• **Task directions**
Scale the bounding box coordinates in the answers by 1.55, rounding to whole numbers with halves going up, and rewrite the stretch from the line containing "We need the bounding box for the dark" through the end of the records with the requests and their format samples left unchanged. Give only those lines.

Region annotation entries:
§
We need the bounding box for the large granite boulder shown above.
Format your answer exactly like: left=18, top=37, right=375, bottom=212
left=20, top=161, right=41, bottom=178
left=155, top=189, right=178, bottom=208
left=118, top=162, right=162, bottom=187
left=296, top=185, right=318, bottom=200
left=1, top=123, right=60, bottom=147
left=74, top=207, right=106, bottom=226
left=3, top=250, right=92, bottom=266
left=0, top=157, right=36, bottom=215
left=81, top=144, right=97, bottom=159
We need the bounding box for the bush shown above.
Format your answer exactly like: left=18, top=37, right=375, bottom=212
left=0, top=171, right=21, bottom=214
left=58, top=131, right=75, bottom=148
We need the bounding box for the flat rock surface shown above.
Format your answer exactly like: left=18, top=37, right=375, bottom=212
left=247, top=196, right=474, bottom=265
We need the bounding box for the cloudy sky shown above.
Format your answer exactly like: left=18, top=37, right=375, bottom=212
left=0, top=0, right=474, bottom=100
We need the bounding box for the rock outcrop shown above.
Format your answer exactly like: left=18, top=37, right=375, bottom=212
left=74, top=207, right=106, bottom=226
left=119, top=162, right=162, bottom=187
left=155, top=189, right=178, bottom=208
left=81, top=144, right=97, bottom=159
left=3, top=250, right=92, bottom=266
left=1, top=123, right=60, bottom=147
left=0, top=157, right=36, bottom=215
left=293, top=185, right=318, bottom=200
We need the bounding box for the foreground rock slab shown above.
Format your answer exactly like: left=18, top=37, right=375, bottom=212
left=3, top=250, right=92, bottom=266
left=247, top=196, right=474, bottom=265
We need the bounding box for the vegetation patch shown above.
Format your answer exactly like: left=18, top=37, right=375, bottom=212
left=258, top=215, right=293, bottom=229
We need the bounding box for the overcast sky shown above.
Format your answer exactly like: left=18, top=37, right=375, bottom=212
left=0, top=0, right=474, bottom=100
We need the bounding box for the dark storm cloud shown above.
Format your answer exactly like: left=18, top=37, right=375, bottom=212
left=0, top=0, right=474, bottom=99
§
• **Worked answer**
We need the bounding box for the dark storm cloud shown above.
Format your answer exactly like: left=18, top=37, right=375, bottom=212
left=0, top=0, right=735, bottom=153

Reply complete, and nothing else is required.